◆ **Set exercise**
Count the lines in the records that contain the word "plank" and give only the number.

A run of records
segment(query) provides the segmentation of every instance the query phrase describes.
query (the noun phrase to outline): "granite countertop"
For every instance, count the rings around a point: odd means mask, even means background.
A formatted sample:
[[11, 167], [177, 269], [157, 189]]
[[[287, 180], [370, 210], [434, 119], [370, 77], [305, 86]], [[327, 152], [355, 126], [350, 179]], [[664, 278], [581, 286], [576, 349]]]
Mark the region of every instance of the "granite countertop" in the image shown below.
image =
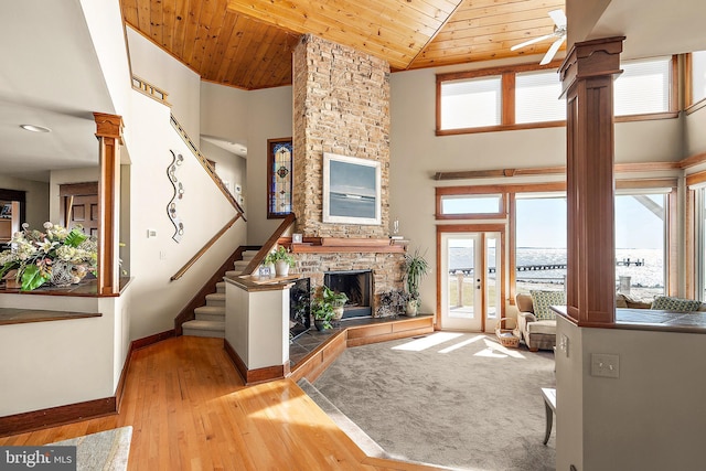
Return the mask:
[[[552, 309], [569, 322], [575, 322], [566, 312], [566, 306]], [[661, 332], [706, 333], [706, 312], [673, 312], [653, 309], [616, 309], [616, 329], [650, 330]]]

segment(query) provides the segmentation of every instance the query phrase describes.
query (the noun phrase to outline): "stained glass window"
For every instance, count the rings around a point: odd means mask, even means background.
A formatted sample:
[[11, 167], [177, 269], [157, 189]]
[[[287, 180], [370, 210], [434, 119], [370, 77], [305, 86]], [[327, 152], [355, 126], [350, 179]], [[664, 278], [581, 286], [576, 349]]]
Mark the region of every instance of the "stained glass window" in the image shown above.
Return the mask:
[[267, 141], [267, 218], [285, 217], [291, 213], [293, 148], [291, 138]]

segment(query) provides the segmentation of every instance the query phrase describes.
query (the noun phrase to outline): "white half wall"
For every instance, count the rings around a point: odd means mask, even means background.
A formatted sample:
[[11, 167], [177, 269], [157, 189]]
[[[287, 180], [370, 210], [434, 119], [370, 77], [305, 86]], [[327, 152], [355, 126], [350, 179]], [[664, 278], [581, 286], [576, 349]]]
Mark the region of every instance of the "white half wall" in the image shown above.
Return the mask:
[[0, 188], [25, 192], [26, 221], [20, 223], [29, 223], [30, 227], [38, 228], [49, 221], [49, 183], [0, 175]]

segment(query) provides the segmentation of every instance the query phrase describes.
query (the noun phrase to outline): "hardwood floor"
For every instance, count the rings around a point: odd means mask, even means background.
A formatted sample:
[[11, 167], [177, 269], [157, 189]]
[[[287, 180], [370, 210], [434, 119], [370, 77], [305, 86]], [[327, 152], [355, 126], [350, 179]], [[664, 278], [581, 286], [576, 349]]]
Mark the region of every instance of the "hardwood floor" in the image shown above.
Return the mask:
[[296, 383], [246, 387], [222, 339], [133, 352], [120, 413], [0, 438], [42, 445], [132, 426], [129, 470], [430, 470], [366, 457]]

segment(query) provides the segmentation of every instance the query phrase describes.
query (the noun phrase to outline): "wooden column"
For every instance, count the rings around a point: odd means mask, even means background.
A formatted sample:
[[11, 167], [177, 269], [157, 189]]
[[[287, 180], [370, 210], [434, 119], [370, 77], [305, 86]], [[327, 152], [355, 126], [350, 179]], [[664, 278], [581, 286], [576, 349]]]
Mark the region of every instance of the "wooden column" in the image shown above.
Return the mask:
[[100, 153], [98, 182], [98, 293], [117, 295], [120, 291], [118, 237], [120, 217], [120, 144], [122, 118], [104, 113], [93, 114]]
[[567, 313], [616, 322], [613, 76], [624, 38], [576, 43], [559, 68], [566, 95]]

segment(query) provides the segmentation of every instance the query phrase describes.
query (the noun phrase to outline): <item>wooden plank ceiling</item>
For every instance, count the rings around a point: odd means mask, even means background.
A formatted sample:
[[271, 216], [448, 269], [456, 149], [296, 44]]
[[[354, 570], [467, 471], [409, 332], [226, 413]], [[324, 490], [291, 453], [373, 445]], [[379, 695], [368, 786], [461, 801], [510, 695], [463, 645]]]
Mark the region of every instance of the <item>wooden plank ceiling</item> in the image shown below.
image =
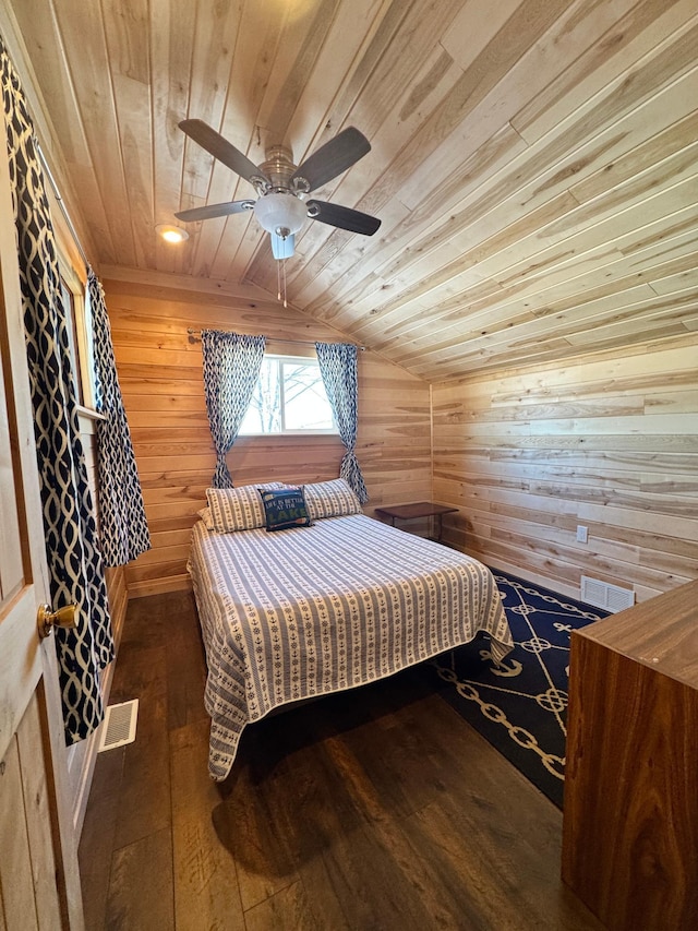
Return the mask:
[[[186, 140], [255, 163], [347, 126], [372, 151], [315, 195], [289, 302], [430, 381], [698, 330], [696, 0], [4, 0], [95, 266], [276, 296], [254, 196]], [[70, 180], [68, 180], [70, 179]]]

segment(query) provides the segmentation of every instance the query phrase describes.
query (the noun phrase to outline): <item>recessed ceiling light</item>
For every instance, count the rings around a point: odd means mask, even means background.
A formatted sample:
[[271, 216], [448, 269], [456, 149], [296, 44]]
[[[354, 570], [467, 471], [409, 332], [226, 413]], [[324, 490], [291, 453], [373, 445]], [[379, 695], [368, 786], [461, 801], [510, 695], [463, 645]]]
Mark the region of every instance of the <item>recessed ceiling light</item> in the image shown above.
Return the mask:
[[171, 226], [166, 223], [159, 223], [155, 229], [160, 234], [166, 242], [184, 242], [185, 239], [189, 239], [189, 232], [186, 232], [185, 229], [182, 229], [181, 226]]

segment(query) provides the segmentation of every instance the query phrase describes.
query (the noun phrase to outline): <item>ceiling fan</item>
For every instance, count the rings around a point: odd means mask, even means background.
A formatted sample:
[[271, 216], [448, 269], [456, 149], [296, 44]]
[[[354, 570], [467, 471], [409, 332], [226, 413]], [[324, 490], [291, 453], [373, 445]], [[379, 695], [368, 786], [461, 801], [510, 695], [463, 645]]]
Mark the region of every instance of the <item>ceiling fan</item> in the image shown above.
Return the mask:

◆ **Finished answer**
2